> Matériau:
>>>
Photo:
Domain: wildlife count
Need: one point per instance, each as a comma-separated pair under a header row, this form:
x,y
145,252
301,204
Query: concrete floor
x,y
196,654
<<<
>>>
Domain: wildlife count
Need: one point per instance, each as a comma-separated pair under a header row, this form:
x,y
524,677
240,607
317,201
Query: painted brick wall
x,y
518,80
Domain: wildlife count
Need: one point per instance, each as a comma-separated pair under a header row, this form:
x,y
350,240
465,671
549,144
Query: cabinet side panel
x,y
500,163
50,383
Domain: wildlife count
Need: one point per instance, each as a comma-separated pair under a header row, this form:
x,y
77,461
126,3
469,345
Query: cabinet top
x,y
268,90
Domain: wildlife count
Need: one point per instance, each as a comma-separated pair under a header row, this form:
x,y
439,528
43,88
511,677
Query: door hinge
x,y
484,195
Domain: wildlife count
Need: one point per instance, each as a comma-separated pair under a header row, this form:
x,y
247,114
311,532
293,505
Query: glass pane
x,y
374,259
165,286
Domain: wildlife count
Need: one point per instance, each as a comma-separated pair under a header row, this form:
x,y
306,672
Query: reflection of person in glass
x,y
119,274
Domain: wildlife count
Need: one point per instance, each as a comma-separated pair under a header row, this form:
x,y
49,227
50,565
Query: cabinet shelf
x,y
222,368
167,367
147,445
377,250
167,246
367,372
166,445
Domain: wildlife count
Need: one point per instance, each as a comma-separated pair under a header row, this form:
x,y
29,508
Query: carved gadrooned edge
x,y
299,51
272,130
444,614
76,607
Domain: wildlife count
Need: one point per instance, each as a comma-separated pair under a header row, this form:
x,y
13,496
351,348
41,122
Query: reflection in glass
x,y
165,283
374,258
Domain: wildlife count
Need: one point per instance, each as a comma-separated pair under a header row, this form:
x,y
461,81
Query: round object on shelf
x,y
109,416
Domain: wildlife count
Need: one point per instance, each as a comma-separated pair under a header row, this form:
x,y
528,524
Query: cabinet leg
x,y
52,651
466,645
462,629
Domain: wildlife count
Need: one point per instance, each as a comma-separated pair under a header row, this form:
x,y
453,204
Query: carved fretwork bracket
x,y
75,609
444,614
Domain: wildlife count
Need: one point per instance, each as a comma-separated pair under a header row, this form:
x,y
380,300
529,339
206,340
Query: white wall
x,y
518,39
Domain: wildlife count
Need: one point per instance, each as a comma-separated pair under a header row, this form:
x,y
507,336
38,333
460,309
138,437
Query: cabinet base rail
<<<
>>>
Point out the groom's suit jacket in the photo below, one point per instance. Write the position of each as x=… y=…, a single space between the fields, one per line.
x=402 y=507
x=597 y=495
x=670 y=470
<<<
> Consigne:
Extrayez des enregistrements ci-dessus chaque ligne contenant la chaîne "carved".

> Réponse rédigée:
Query: carved gadrooned edge
Query: carved fretwork bracket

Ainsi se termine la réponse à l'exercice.